● **What you need to do**
1: Answer these questions using the essay assignment, one line each:
(a) Where did the longer version of Gelernter's essay appear?
(b) Which anthology contains an extract from Gary Snyder's "The Etiquette of Freedom"?
(c) Which chapter and verse of Genesis is quoted in the third option?
2: From the essay assignment, reproduce word for word the passage between "We have begun" and "only my inference.", inclusive.

Mosser ENGL 1106

Essay 2

Choose one of these three options:

  1. David Gelernter's essay appears in two forms: one, which we discussed in class, appeared in the Washington Post. The other, longer version, appeared earlier in City Journal. For this option, compare the two versions: how has Gelernter reshaped the piece for different audiences? different purposes? How does he tailor the rhetorical appeals to fit these different audiences? Be specific and use textual quotation to illustrate your observations/arguments.

  2. The LATE anthology includes an extract from Gary Snyder's "The Etiquette of Freedom." Compare the full-text version with that extract. Do the arguments in the two versions appear to be the same? Are they made more or less effectively in the full text? Do different kinds of rhetorical appeals appear in the full text than in the extract. Are the arguments more fully developed in the full text version? Would you, if you were required to extract a portion of the Snyder essay for an anthology make the same decision as the editors of LATE?

  3.  
    And God said, Let us make man in our image, after our likeness; and let them have dominion over the fish of the sea, and over the fowl of the air, and over the cattle, and over all the earth, and over every creeping thing that creepeth upon the earth. (Genesis 1:26)

    We have begun to see how the writers whose works we have been reading and talking about are, even if they are not conscious of doing so, carrying on a conversation. David Gelernter, Gary Snyder, Martin W. Lewis, and Jerry Mander all address the issue of the relationship of human beings to nature and, to some extent, all consider the moral and ethical nature of that relationship. Yet they all do not agree. The epigram from Genesis might be one of the bases in the "Judeo-Christian" tradition that Gelernter is thinking of when he states his position, though since he does not specifically cite scripture or any other authority to support his assertion, that is only my inference.

● **Information**
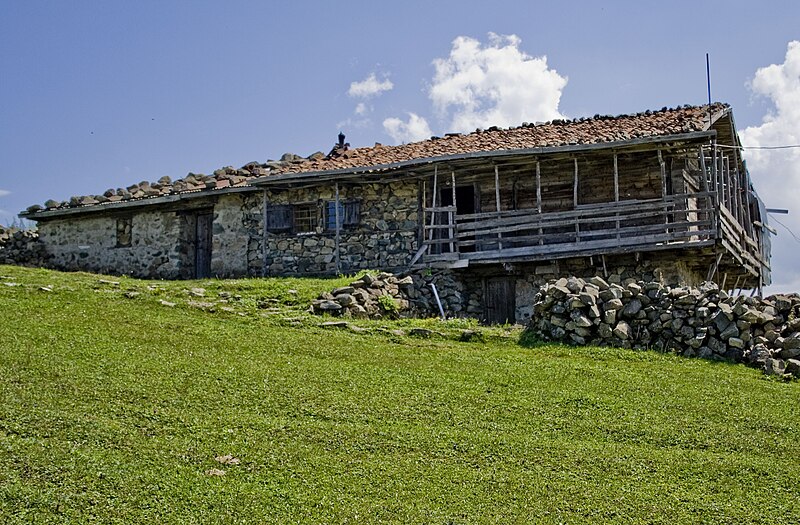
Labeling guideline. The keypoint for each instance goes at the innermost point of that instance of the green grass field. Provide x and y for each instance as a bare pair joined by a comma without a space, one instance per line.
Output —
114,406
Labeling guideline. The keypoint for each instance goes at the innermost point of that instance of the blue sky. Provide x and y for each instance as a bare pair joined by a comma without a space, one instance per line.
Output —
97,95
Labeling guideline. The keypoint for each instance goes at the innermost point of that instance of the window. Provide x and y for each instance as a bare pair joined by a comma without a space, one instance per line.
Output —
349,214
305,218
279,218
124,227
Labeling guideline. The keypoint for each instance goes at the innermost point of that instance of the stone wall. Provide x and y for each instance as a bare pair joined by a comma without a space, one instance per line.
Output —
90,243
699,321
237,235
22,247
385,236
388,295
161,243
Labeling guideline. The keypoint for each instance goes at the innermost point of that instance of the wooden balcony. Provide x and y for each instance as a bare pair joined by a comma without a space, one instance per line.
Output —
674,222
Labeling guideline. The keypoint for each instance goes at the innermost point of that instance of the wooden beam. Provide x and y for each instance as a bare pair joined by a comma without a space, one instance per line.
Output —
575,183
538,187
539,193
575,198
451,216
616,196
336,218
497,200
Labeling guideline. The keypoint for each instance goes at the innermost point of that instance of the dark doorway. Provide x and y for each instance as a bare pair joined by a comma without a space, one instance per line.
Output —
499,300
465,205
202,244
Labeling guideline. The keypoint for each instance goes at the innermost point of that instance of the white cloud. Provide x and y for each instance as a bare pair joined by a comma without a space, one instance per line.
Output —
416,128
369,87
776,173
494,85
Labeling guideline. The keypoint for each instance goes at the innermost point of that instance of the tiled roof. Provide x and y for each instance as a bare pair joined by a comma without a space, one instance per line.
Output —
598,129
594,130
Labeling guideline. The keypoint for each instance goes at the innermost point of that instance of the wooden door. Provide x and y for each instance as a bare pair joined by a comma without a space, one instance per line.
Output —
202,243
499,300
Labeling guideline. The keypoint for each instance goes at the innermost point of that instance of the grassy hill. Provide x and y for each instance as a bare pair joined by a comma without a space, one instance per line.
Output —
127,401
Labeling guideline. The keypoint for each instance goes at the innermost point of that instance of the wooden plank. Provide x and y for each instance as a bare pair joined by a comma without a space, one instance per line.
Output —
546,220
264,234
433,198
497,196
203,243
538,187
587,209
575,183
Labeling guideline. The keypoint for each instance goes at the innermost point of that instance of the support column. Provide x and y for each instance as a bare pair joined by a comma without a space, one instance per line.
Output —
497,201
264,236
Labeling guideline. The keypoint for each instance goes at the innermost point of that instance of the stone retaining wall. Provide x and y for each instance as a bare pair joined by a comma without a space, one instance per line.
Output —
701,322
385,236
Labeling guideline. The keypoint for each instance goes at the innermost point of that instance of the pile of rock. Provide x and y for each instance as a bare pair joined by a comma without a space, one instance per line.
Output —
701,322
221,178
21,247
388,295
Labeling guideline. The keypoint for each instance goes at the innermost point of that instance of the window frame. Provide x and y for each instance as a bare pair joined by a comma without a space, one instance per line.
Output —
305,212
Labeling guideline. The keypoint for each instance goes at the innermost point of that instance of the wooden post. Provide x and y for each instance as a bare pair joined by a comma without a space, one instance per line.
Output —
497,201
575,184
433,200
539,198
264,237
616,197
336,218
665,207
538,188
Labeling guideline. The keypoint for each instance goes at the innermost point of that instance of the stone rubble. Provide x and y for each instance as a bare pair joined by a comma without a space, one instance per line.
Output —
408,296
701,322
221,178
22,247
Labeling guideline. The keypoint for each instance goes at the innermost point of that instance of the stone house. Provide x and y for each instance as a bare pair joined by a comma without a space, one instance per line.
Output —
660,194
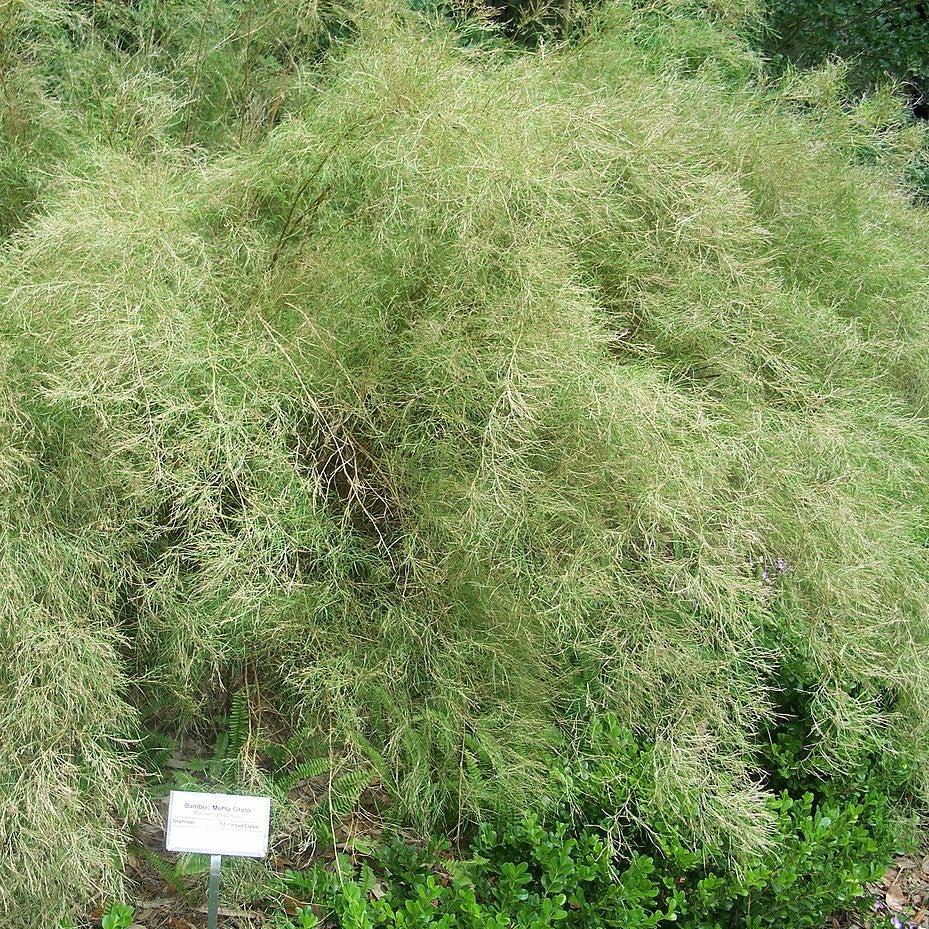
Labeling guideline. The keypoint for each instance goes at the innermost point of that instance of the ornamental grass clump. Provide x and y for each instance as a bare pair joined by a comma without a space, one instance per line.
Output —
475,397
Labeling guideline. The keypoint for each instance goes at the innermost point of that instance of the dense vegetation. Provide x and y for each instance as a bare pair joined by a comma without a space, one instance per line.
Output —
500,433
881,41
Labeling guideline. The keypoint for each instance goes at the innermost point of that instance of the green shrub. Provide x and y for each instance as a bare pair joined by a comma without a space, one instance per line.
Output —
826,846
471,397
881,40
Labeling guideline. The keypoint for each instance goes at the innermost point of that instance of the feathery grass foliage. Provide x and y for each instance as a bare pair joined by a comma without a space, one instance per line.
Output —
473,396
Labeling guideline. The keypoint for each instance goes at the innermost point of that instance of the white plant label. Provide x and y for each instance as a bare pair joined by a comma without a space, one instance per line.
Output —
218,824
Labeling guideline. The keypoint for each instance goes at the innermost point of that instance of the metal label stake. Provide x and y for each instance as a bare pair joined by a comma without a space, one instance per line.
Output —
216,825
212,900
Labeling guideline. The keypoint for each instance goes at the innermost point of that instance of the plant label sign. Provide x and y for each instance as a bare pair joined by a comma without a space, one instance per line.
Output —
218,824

==

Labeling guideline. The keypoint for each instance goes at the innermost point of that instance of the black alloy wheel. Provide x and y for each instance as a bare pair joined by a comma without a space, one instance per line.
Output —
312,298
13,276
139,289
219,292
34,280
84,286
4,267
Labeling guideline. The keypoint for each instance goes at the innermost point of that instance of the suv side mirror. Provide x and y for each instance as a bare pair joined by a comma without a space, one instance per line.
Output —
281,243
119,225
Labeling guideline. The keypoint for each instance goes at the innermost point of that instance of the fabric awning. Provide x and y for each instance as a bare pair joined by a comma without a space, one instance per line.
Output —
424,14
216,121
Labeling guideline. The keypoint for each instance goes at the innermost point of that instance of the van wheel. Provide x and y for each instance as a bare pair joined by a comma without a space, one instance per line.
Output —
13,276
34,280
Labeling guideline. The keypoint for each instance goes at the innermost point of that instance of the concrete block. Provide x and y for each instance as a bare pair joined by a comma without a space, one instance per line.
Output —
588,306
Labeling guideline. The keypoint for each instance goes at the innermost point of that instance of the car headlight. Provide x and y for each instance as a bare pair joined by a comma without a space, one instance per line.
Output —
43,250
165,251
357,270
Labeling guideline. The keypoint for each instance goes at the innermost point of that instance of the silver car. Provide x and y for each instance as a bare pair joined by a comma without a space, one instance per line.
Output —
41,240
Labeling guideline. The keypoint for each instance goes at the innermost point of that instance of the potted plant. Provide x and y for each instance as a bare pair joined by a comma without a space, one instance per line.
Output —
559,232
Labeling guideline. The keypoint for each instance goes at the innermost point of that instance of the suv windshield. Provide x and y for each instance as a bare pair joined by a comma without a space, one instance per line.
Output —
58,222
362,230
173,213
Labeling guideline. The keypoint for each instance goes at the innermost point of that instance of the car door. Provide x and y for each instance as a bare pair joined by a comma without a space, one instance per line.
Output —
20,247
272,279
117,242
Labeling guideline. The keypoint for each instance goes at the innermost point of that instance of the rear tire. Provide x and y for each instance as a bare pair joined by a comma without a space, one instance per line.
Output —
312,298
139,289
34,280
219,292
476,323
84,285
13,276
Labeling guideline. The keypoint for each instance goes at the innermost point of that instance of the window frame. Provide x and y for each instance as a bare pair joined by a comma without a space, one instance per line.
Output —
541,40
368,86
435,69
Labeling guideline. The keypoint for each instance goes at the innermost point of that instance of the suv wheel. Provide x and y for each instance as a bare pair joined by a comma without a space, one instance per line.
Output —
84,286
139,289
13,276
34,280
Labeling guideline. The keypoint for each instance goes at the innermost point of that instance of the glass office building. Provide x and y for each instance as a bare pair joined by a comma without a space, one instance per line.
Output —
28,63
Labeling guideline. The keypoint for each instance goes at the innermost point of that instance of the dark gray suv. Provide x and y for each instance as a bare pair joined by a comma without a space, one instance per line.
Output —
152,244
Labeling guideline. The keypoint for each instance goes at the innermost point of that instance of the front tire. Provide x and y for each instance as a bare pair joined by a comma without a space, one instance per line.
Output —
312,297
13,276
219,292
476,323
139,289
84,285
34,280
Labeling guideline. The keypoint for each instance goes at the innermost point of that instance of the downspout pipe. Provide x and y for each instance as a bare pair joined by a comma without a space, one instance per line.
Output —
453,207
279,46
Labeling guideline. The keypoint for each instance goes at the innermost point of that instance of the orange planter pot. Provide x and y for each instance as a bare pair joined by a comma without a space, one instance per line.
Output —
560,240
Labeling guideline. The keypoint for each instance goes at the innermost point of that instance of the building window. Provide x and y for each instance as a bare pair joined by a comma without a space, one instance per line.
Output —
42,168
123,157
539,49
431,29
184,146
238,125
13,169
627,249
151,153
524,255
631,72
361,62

* * *

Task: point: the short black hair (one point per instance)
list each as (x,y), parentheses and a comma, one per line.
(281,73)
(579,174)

● **Responses for each task**
1:
(a) City Journal
(b) The LATE anthology
(c) Genesis 1:26

2:
We have begun to see how the writers whose works we have been reading and talking about are, even if they are not conscious of doing so, carrying on a conversation. David Gelernter, Gary Snyder, Martin W. Lewis, and Jerry Mander all address the issue of the relationship of human beings to nature and, to some extent, all consider the moral and ethical nature of that relationship. Yet they all do not agree. The epigram from Genesis might be one of the bases in the "Judeo-Christian" tradition that Gelernter is thinking of when he states his position, though since he does not specifically cite scripture or any other authority to support his assertion, that is only my inference.